:: Exercise data

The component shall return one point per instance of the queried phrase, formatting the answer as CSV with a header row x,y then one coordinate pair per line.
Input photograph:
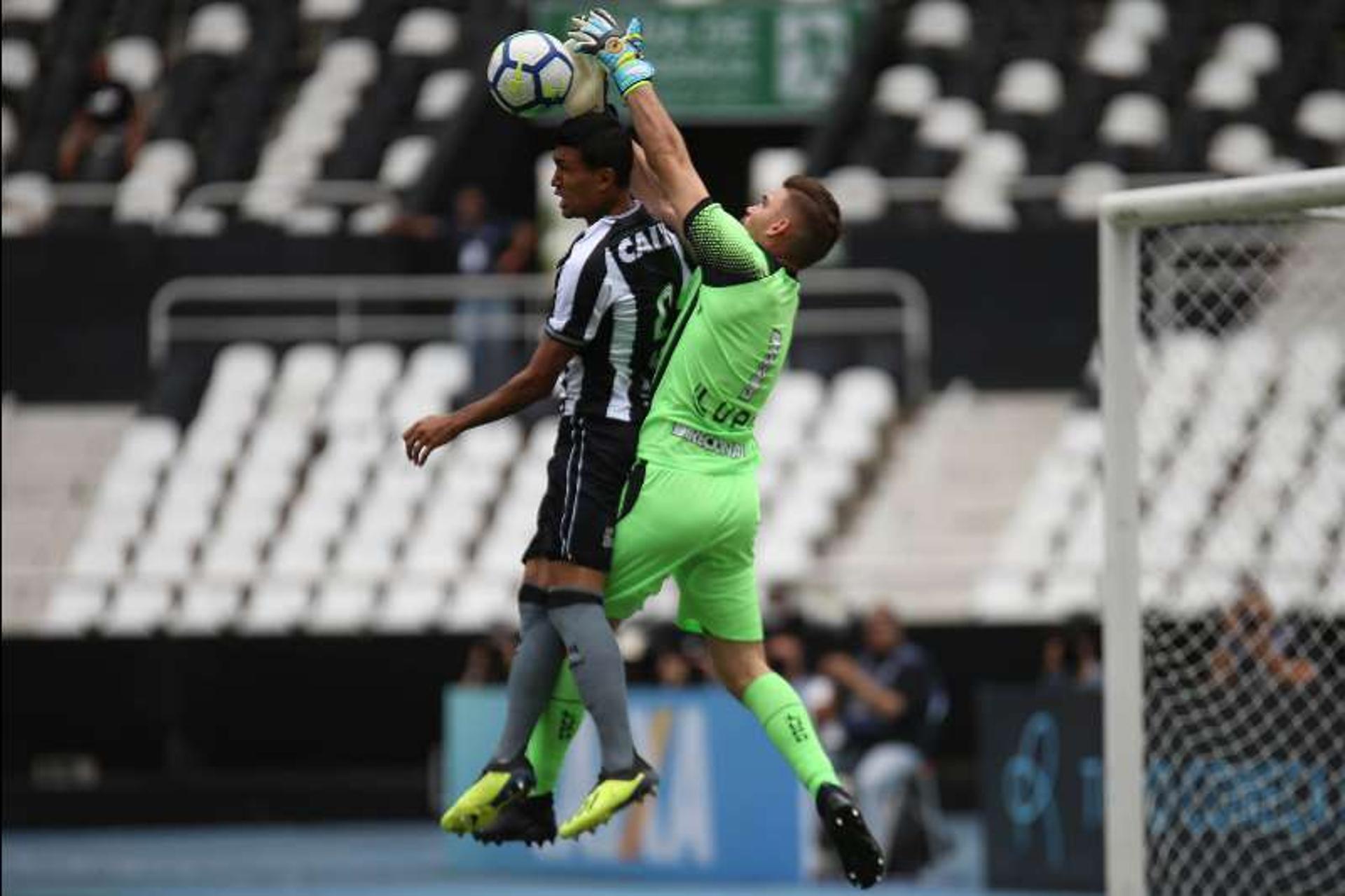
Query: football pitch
x,y
394,859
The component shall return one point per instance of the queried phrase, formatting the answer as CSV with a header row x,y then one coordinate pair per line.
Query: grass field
x,y
342,860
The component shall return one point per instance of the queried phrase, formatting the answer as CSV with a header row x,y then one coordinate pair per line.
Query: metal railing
x,y
347,317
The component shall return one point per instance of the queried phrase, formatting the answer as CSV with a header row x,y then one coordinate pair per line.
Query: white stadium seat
x,y
136,61
219,29
1241,150
206,608
1029,86
443,95
1146,19
74,607
340,607
425,33
1115,53
275,607
137,608
1134,120
1250,45
943,25
405,162
329,10
904,90
299,558
1225,86
950,124
411,607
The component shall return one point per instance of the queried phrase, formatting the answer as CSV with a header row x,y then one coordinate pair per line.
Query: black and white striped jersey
x,y
616,294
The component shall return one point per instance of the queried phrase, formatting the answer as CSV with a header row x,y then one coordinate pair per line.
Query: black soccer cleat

::::

• Problem to work on: Pictures stay out, but every record above is to be returned exactly.

• Response below:
The component shall return one point per instance of the queried phrase, formatting the answer as CSV with a header row x,y then one coordinate pair per line.
Input photograph:
Query: football pitch
x,y
394,859
The component shall return one point per instance of the queried phrase, formatting the answer as CSV with a header row x,y then one coordinate pair per line.
Query: grass field
x,y
342,860
The component shall return one point per instance of the queried phrase, formatting the answer as CSV with a header row x,y then one coordinate pair per line.
Query: metal railing
x,y
347,317
The component shall return one point per instance of the queried phrase, formatting the answer as CSV with a header row x,y then one coordinate pair per line.
Query: white stadium seat
x,y
136,61
219,29
1241,150
206,608
1029,86
443,95
1146,19
74,607
340,607
425,33
1115,53
275,607
137,608
1134,120
1250,45
943,25
405,162
329,10
904,90
299,558
1225,86
950,124
411,607
The component shall return one point per instance of the queried phrase, formatting the answer as CSV with a header row x,y then one coordinate pair per line.
Query: black and white striped jersey
x,y
616,294
The component shall return one point per instance of the queried phrase, formatting the answer as CSV with a header row x,y then one coordinate pair per line.
Query: black soccer cleat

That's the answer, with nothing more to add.